[Items from a data source]

══════════════════════════════

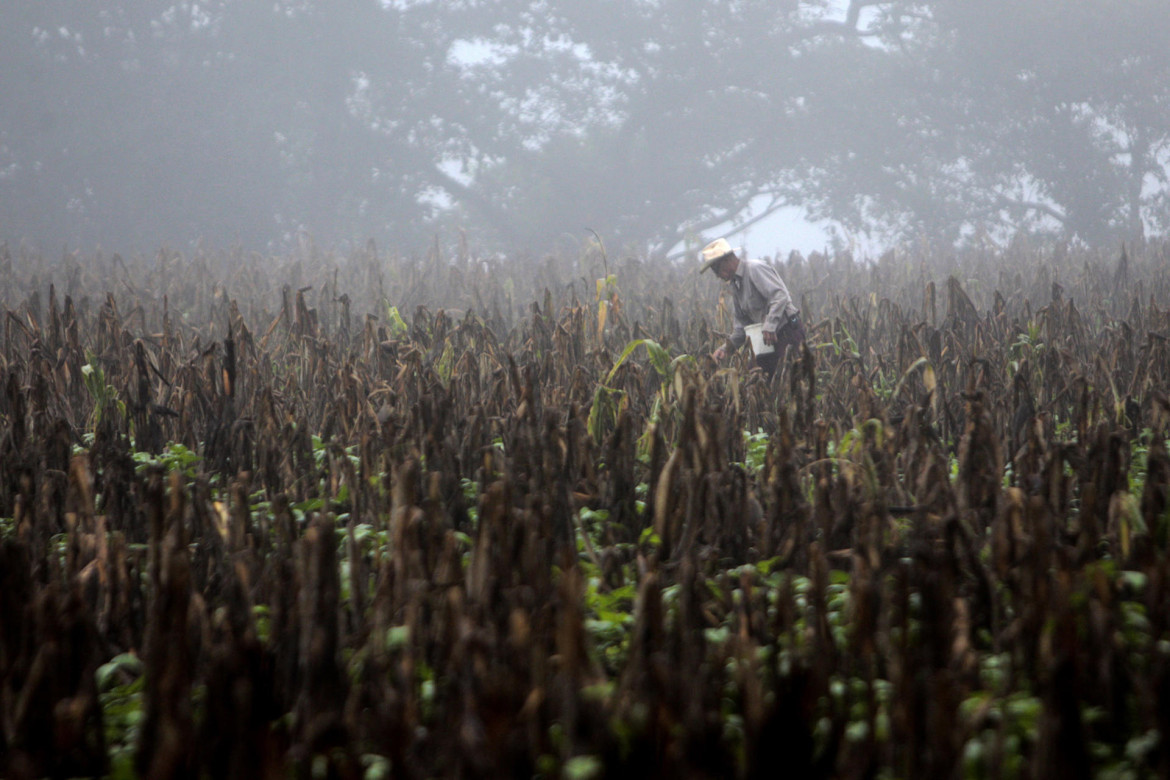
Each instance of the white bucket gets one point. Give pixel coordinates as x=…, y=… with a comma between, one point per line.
x=756, y=333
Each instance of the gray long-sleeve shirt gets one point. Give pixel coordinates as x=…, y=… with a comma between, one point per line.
x=759, y=296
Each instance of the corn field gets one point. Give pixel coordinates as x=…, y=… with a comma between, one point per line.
x=372, y=516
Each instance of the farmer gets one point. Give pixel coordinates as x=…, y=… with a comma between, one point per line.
x=759, y=296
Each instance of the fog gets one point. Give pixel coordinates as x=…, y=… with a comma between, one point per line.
x=522, y=125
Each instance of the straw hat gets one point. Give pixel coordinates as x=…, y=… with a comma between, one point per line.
x=714, y=253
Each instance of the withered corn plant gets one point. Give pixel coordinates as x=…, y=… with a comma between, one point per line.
x=382, y=516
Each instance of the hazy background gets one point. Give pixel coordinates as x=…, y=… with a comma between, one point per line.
x=518, y=124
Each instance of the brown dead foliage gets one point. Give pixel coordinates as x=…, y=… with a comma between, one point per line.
x=276, y=635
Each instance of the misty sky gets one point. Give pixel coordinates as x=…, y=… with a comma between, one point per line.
x=227, y=123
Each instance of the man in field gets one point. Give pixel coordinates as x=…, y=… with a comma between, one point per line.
x=759, y=296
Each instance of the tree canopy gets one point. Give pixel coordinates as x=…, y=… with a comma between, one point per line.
x=651, y=121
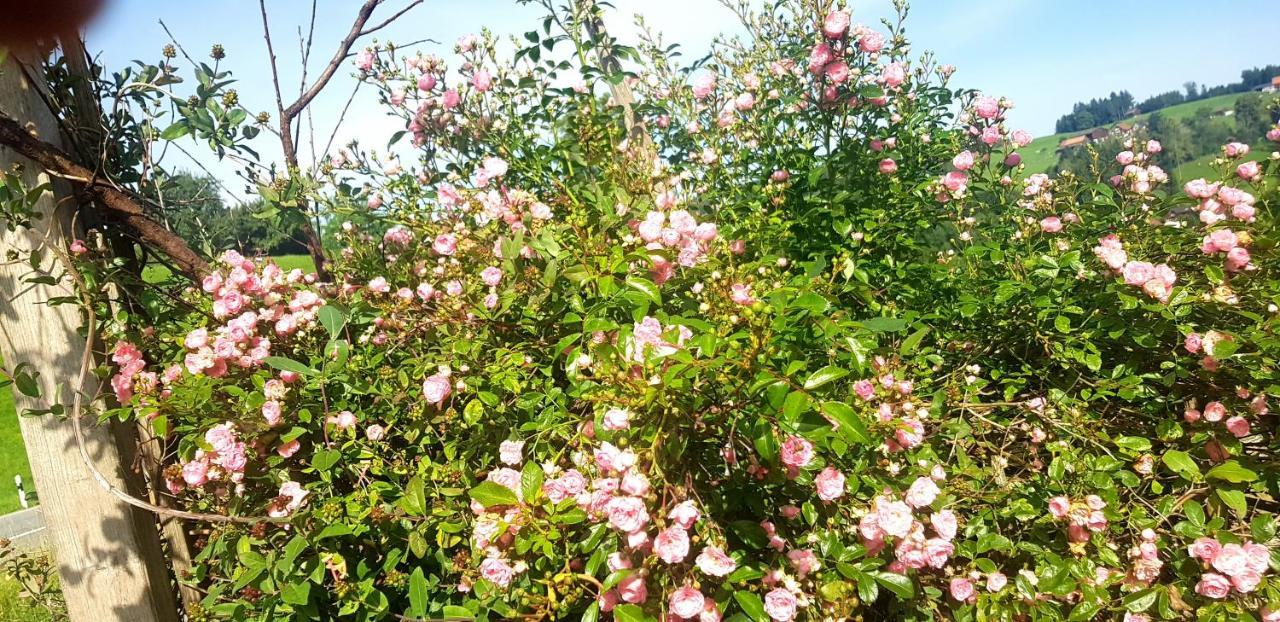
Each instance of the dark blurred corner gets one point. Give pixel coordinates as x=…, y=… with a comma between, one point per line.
x=27, y=22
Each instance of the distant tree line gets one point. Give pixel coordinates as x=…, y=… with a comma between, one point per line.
x=193, y=207
x=1102, y=111
x=1185, y=140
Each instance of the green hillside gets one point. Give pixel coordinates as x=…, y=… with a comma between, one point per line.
x=1041, y=155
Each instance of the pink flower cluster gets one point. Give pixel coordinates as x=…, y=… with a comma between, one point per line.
x=1083, y=516
x=224, y=462
x=895, y=408
x=1217, y=200
x=1216, y=411
x=680, y=231
x=892, y=521
x=1228, y=242
x=1137, y=175
x=1234, y=566
x=1156, y=280
x=282, y=305
x=647, y=339
x=129, y=376
x=1146, y=561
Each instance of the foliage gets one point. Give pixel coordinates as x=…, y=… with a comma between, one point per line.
x=786, y=337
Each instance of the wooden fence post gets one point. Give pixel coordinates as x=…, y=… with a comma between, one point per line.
x=108, y=556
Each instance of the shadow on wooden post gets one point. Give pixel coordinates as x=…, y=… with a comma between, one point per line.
x=109, y=557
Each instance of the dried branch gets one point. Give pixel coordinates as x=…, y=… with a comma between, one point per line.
x=117, y=204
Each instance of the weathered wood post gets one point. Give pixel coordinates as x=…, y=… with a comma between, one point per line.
x=108, y=556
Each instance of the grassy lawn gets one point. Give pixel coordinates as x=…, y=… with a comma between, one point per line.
x=13, y=454
x=13, y=458
x=156, y=273
x=1041, y=155
x=16, y=608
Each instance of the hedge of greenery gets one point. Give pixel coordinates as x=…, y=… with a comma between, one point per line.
x=787, y=337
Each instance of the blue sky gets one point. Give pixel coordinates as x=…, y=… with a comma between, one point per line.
x=1043, y=55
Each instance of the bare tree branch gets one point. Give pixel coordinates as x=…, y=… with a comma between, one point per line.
x=119, y=205
x=388, y=21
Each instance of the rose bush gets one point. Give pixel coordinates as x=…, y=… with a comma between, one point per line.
x=782, y=334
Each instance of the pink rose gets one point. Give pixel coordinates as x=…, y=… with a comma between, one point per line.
x=437, y=389
x=704, y=85
x=894, y=517
x=1238, y=426
x=288, y=449
x=671, y=545
x=446, y=243
x=796, y=452
x=195, y=472
x=944, y=524
x=961, y=589
x=490, y=275
x=626, y=513
x=780, y=604
x=871, y=42
x=996, y=581
x=716, y=562
x=1205, y=549
x=986, y=108
x=836, y=24
x=922, y=493
x=616, y=419
x=511, y=452
x=803, y=561
x=632, y=589
x=1212, y=585
x=1230, y=561
x=1059, y=506
x=830, y=484
x=685, y=515
x=686, y=603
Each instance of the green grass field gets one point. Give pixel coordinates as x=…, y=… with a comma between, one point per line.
x=13, y=457
x=156, y=273
x=14, y=608
x=1041, y=155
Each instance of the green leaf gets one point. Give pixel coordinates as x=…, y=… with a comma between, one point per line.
x=417, y=593
x=824, y=375
x=900, y=585
x=849, y=422
x=1232, y=471
x=415, y=497
x=885, y=324
x=1182, y=463
x=176, y=131
x=324, y=460
x=490, y=493
x=630, y=613
x=1233, y=499
x=1141, y=600
x=457, y=612
x=1133, y=443
x=913, y=342
x=531, y=480
x=332, y=319
x=288, y=365
x=752, y=606
x=297, y=594
x=645, y=287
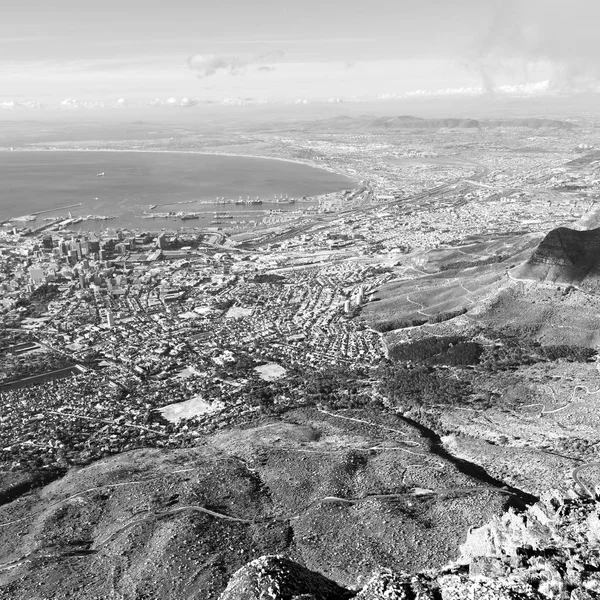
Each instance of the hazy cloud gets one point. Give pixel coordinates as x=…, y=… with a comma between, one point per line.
x=523, y=38
x=207, y=65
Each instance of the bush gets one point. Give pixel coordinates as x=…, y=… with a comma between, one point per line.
x=391, y=325
x=420, y=386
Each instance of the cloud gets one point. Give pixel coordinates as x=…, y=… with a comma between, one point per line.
x=553, y=37
x=208, y=65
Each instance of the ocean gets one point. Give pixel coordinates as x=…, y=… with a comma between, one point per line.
x=32, y=181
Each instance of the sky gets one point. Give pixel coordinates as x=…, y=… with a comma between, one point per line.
x=140, y=51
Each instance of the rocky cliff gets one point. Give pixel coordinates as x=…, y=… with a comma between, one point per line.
x=550, y=551
x=565, y=256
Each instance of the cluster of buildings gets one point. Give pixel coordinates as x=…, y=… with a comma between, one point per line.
x=153, y=319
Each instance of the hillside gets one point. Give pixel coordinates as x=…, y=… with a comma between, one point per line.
x=547, y=552
x=565, y=256
x=339, y=492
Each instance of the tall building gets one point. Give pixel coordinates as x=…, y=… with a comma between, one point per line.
x=36, y=275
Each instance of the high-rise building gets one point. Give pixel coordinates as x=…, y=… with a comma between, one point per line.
x=36, y=274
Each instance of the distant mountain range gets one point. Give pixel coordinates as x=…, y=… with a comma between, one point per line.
x=368, y=123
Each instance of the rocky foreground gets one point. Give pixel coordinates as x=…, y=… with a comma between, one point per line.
x=549, y=551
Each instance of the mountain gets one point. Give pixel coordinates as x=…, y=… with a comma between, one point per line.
x=547, y=552
x=408, y=122
x=338, y=493
x=565, y=256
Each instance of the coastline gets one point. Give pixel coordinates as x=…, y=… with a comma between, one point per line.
x=199, y=152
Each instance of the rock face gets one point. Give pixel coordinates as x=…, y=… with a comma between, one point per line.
x=279, y=578
x=549, y=552
x=565, y=256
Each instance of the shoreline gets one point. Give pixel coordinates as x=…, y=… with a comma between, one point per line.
x=199, y=152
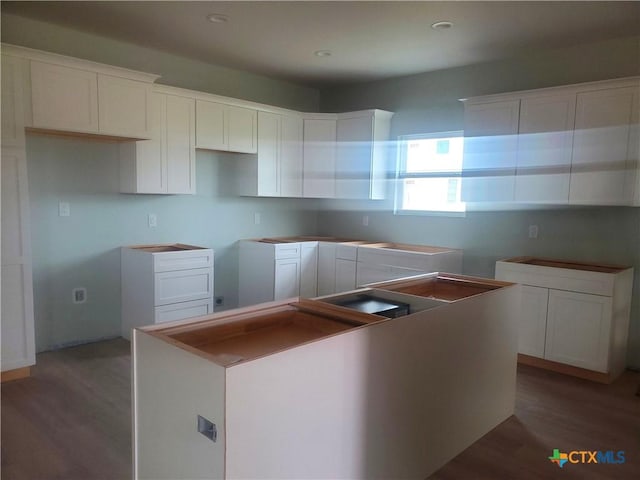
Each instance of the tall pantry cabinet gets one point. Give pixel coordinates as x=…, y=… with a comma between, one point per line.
x=18, y=340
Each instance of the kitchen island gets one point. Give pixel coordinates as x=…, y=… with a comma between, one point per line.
x=315, y=389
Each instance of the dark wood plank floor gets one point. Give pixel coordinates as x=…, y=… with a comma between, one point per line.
x=71, y=420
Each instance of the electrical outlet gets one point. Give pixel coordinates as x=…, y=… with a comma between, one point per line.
x=64, y=209
x=79, y=295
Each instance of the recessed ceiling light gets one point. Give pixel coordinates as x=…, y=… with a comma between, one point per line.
x=444, y=25
x=217, y=18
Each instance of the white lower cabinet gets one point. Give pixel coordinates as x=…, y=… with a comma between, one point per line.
x=302, y=390
x=572, y=313
x=163, y=283
x=272, y=269
x=532, y=320
x=578, y=329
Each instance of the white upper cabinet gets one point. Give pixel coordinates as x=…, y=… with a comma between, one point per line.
x=71, y=99
x=180, y=145
x=166, y=163
x=575, y=144
x=603, y=149
x=276, y=171
x=226, y=127
x=210, y=126
x=242, y=128
x=123, y=107
x=544, y=148
x=291, y=155
x=64, y=98
x=490, y=146
x=12, y=108
x=361, y=156
x=319, y=154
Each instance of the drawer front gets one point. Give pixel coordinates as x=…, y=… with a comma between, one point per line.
x=183, y=285
x=170, y=261
x=178, y=311
x=347, y=252
x=287, y=250
x=561, y=279
x=396, y=258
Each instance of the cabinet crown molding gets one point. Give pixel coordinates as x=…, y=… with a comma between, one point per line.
x=555, y=90
x=80, y=64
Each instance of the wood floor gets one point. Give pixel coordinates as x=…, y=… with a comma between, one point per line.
x=71, y=420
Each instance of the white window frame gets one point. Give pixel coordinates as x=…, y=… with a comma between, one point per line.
x=401, y=175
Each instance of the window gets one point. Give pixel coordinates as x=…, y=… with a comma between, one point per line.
x=429, y=173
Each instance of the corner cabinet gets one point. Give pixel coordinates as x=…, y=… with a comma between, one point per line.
x=166, y=163
x=576, y=144
x=319, y=157
x=18, y=338
x=572, y=315
x=362, y=154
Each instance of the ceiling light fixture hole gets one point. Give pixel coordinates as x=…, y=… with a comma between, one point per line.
x=217, y=18
x=443, y=25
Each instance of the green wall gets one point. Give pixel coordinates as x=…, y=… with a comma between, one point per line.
x=429, y=102
x=82, y=250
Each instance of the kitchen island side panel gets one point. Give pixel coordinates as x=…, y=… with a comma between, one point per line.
x=397, y=399
x=171, y=387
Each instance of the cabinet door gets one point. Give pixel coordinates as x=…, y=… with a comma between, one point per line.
x=12, y=101
x=291, y=156
x=287, y=278
x=64, y=98
x=601, y=165
x=578, y=329
x=345, y=275
x=354, y=157
x=143, y=164
x=242, y=129
x=490, y=145
x=319, y=155
x=309, y=270
x=544, y=149
x=123, y=107
x=18, y=340
x=180, y=145
x=268, y=181
x=210, y=126
x=532, y=320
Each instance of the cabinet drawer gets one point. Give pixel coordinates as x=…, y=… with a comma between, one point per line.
x=170, y=261
x=347, y=252
x=178, y=311
x=287, y=250
x=561, y=279
x=183, y=285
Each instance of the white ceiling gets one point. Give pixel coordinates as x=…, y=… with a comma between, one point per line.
x=368, y=40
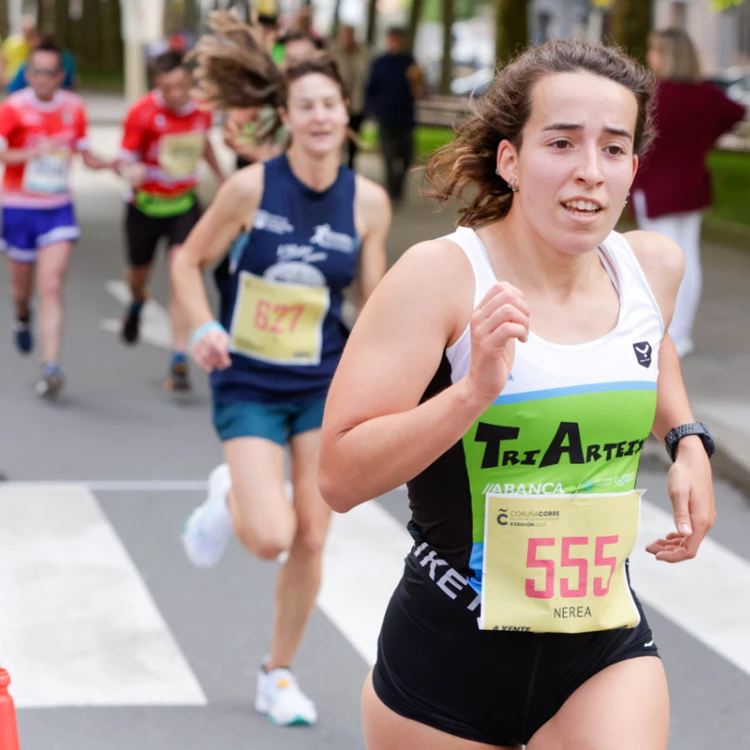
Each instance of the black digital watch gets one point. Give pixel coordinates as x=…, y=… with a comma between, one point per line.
x=674, y=436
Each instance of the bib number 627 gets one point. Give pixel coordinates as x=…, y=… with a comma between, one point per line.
x=570, y=558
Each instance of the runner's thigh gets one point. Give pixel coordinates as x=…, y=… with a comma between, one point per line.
x=623, y=707
x=313, y=514
x=386, y=730
x=259, y=495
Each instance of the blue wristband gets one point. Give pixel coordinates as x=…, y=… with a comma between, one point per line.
x=212, y=325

══════════════════════════════

Try it — Write each line exactly as it appears, from the line that holds "Each instance of the kitchen island side" through the closing line of the data above, and leave every picture out.

Output below —
Each instance of the kitchen island side panel gets one point. Give pixel coordinates as x=…, y=… with a comma between, one point per line.
x=397, y=399
x=171, y=387
Each instance of the cabinet door gets one point. Give pixel coordinates as x=…, y=… with a comma between, one point per line.
x=12, y=101
x=291, y=156
x=287, y=278
x=64, y=98
x=601, y=165
x=578, y=329
x=345, y=275
x=354, y=157
x=143, y=164
x=242, y=129
x=490, y=145
x=319, y=155
x=309, y=270
x=544, y=149
x=123, y=107
x=18, y=340
x=180, y=145
x=268, y=181
x=210, y=126
x=532, y=320
Each instance of the cabinet drawer gets one point. Give pixel coordinates as x=…, y=… with a comma between, one point per line.
x=170, y=261
x=347, y=252
x=178, y=311
x=287, y=250
x=561, y=279
x=183, y=285
Each instance of the white ceiling gets one point. Give pixel coordinates as x=…, y=… with a comma between, one point per line.
x=368, y=40
Each instance of the black digital watch gets one point. Give pixel coordinates as x=…, y=… with a comma between, one point per line.
x=674, y=436
Each instance of the bib number 627 gets one point. Give pixel coordinates as x=…, y=… with a comma between, one point per line.
x=570, y=558
Each instance of the runner's thigh gets one point. Give pixel coordinates as x=…, y=… with a comma between, one point per line.
x=623, y=707
x=313, y=514
x=386, y=730
x=259, y=495
Each instance of the blue wristband gets one point. Give pixel coordinates as x=…, y=… with a comma between, one point per line.
x=212, y=325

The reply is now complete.